-- Given text start --
0

I am trying to predict a single response from twelve explanatory variables. There exist strong correlations between my variables. The correlation matrix looks as follows,

Correlation matrix

and the data have a condition number of 8889.9336. Therefore, I should expect that ordinary linear regression yields suboptimal results. However, it appears to perform rather well:

In [121]: reg = sklearn.linear_model.base.LinearRegression(fit_intercept=True)

In [122]: reg.fit(x[::2, :], y[::2])
Out[122]: LinearRegression(copy_X=True, fit_intercept=True, n_jobs=1, normalize=False)

In [123]: reg.score(x[1::2, :], y[1::2])
Out[123]: 0.99986449992297743

In [124]: print((sqrt((reg.predict(x[1::2, :]).squeeze() - y[1::2])**2).mean()))
0.104017556147

When I use PLS1 including all components, performance is essentially identical to linear regression:

In [130]: reg2 = sklearn.cross_decomposition.PLSRegression(n_components=12, scale=False)

In [131]: reg2.fit(x[::2, :], y[::2])
Out[131]: 
PLSRegression(copy=True, max_iter=500, n_components=12, scale=False,
       tol=1e-06)

In [132]: reg2.score(x[1::2, :], y[1::2])
Out[132]: 0.99986450223986301

In [133]: print((sqrt((reg2.predict(x[1::2, :]).squeeze() - y[1::2])**2).mean()))
0.104024883567

and when I use less components, performance becomes worse:

In [134]: reg3 = sklearn.cross_decomposition.PLSRegression(n_components=9, scale=False)

In [136]: reg3.fit(x[::2, :], y[::2])
Out[136]: PLSRegression(copy=True, max_iter=500, n_components=9, scale=False, tol=1e-06)

In [137]: reg3.score(x[1::2, :], y[1::2])
Out[137]: 0.99979978303748307

In [138]: print((sqrt((reg3.predict(x[1::2, :]).squeeze() - y[1::2])**2).mean()))
0.124467834695

With such correlations (as shown by the figure and the condition number), multiple linear regression should be suboptimal. Yet when I use partial least squares, I get equal or worse results. Why doesn't my PLS1-regression perform better than ordinary linear regression?

The aim of the model is predictive; I am not trying to infer anything from regression coefficients.

In case anybody wants to have a closer look at the data, I have uploaded the explanatory matrix (1760 × 12) in to https://dl.dropboxusercontent.com/u/4650900/x.dat (516 kB) and the response variable to https://dl.dropboxusercontent.com/u/4650900/y.dat (43 kB), both in ASCII.
-- Given text end --
-- Extracted records start --
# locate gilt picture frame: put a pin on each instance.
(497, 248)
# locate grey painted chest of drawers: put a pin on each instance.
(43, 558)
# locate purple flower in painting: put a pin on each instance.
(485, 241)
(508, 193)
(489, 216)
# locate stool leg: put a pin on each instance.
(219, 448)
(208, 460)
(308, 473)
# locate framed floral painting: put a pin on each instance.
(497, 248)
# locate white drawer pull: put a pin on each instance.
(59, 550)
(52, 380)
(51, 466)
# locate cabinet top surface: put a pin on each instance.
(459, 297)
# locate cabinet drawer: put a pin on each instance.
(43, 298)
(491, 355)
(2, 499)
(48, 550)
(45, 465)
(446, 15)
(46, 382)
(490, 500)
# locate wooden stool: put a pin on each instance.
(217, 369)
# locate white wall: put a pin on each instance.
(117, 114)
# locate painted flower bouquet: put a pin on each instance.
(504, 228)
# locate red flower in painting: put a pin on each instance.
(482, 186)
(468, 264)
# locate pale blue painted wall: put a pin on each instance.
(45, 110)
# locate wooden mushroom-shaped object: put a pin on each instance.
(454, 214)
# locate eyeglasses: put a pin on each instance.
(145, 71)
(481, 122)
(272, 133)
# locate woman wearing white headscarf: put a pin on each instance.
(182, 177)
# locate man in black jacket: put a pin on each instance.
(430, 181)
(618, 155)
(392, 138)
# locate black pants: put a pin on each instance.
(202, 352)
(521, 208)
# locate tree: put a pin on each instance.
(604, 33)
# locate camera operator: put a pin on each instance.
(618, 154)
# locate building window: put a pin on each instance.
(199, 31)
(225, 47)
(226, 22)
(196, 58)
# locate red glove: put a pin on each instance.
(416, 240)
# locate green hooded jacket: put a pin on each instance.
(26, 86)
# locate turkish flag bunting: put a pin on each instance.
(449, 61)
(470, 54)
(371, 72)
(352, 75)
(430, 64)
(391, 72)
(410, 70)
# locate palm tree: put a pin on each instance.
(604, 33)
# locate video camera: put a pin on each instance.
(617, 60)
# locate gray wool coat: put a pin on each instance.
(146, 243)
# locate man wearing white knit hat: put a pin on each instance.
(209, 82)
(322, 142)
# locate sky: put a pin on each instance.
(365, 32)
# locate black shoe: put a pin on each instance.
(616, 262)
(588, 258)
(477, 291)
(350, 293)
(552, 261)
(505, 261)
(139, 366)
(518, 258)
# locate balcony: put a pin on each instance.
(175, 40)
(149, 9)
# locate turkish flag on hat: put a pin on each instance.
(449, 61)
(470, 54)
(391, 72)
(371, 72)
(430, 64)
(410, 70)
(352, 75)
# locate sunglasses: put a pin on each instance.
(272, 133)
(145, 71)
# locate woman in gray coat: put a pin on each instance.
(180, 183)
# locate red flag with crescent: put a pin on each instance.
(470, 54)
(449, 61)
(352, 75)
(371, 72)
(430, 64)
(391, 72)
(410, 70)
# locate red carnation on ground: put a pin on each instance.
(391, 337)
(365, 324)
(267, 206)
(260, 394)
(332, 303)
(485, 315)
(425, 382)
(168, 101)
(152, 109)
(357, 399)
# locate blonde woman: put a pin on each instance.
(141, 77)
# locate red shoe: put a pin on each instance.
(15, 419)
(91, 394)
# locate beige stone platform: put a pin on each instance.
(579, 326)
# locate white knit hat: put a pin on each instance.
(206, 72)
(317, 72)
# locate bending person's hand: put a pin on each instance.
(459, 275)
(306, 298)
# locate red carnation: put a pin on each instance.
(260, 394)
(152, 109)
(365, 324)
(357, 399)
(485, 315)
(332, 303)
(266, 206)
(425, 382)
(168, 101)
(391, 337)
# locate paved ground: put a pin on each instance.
-- Extracted records end --
-- Extracted records start --
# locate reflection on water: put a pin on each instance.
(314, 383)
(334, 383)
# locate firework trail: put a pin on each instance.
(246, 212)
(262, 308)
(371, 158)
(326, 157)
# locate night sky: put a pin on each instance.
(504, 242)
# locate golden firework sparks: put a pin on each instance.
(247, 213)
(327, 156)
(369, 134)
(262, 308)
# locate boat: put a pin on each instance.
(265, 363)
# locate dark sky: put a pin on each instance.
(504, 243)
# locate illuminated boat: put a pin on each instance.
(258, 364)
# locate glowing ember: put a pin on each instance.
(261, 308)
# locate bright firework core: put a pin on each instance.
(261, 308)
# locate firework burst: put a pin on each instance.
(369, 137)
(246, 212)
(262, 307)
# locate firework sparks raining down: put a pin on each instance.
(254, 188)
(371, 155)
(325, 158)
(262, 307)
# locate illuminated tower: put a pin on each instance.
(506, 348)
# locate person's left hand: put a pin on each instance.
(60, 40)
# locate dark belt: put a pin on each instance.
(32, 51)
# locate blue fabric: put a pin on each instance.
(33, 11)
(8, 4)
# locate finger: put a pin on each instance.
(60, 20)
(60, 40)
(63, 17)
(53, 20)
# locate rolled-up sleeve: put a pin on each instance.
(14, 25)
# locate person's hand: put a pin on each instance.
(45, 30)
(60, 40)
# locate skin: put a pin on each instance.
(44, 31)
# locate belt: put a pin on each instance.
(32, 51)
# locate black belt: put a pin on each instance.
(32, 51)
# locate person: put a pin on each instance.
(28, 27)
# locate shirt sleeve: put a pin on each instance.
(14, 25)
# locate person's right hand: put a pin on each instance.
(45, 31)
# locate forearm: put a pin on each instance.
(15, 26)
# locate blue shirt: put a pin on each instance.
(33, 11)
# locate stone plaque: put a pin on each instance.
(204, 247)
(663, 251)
-- Extracted records end --
*Given task 1:*
From the regression question, reproduce the passage starting at "0.104017556147" and ending at "reg2.fit(x[::2, :], y[::2])".
*Given task 2:*
What condition number does the regression question give for the data?
The records are separate material and are not part of the text.

*Written response 1:*
0.104017556147

When I use PLS1 including all components, performance is essentially identical to linear regression:

In [130]: reg2 = sklearn.cross_decomposition.PLSRegression(n_components=12, scale=False)

In [131]: reg2.fit(x[::2, :], y[::2])

*Written response 2:*
8889.9336